═════ SELECTED EXCERPT ═════

World J Obstet Gynecol. May 10, 2016; 5(2): 162-174
Published online May 10, 2016. doi: 10.5317/wjog.v5.i2.162
Risks and guidelines for the consumption of alcohol during pregnancy
Ulrik Schiøler Kesmodel
Ulrik Schiøler Kesmodel, Department of Obstetrics and Gynaecology, Herlev University Hospital, 2730 Herlev, Denmark
Ulrik Schiøler Kesmodel, Institute for Clinical Medicine, University of Copenhagen, 2200 Copenhagen N, Denmark
Author contributions: Kesmodel US performed the literature search and wrote the paper.
Conflict-of-interest statement: The author declares no conflict of interest for this article.
Open-Access: This article is an open-access article which was selected by an in-house editor and fully peer-reviewed by external reviewers. It is distributed in accordance with the Creative Commons Attribution Non Commercial (CC BY-NC 4.0) license, which permits others to distribute, remix, adapt, build upon this work non-commercially, and license their derivative works on different terms, provided the original work is properly cited and the use is non-commercial. See: http://creativecommons.org/licenses/by-nc/4.0/
Correspondence to: Ulrik Schiøler Kesmodel, Professor of Obstetrics and Gynaecology, Department of Obstetrics and Gynaecology, Herlev University Hospital, Herlev Ringvej, 2730 Herlev, Denmark. ulrik.schioeler.kesmodel@regionh.dk
Telephone: +45-3868-1612
Received: June 28, 2015
Peer-review started: July 5, 2015
First decision: September 17, 2015
Revised: November 13, 2015
Accepted: January 21, 2016
Article in press: January 22, 2016
Published online: May 10, 2016
Abstract

Daily average intake of alcohol during pregnancy has consistently been associated with short term adverse outcomes such as miscarriage, preterm birth and intrauterine growth restriction, a large variety of malformations, as well as long term adverse outcomes such as foetal alcohol syndrome, mental retardation and general impairment of cognitive functions including intelligence, attention, learning abilities as well as social and behavioural functions. Weekly average consumption and alcohol binge drinking (usually defined as ≥ 5 drinks on a single occasion) independently of high daily average intake has not been consistently associated with short and long term adverse outcomes. Health authorities in most countries recommend that pregnant women completely abstain from alcohol. Even so, many health professionals including doctors, midwives and nurses do not provide information to pregnant women in accordance with the official recommendations, although a large proportion of women of child bearing age and pregnant women drink alcohol, especially before recognition of pregnancy. The discrepancy between guidelines and the information practice of health personnel is likely to continue to exist because guidelines of abstinence are not clearly evidence-based and not in line with current focus on autonomy and informed choice for patients, and because guidelines do not consider the everyday clinical communication situation.

═════ EXTRACTED MATERIAL ═════

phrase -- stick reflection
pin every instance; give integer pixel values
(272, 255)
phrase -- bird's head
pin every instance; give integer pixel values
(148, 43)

═════

TASK A
From the article on alcohol during pregnancy, reproduce word for word the passage that opens with "World J Obstet" and closes with "wrote the paper.".
TASK B
Render this sentence from the article on alcohol during pregnancy into Spanish: "Health authorities in most countries recommend that pregnant women completely abstain from alcohol."
TASK C
Pick up the article on alcohol during pregnancy where it stops and keep writing it.

RESPONSE BOX A
World J Obstet Gynecol. May 10, 2016; 5(2): 162-174
Published online May 10, 2016. doi: 10.5317/wjog.v5.i2.162
Risks and guidelines for the consumption of alcohol during pregnancy
Ulrik Schiøler Kesmodel
Ulrik Schiøler Kesmodel, Department of Obstetrics and Gynaecology, Herlev University Hospital, 2730 Herlev, Denmark
Ulrik Schiøler Kesmodel, Institute for Clinical Medicine, University of Copenhagen, 2200 Copenhagen N, Denmark
Author contributions: Kesmodel US performed the literature search and wrote the paper.

RESPONSE BOX B
Las autoridades sanitarias de la mayoría de los países recomiendan que las mujeres embarazadas se abstengan por completo del alcohol.

RESPONSE BOX C
Keywords: Alcohol, Binge drinking, Pregnancy, Adverse pregnancy outcomes, Neuropsychological development

Core tip: Daily average consumption of alcohol during pregnancy has been systematically associated with short and long-term adverse outcomes, while lower weekly average consumption and alcohol binge drinking independently of high daily average intake has not. Health authorities in most countries recommend that pregnant women abstain from alcohol. Even so, many health professionals do not provide information to pregnant women in accordance with the official recommendations. The discrepancy between guidelines and the information practice of health personnel is likely to continue, because guidelines of abstinence are not clearly evidence-based and not in line with current focus on patient autonomy.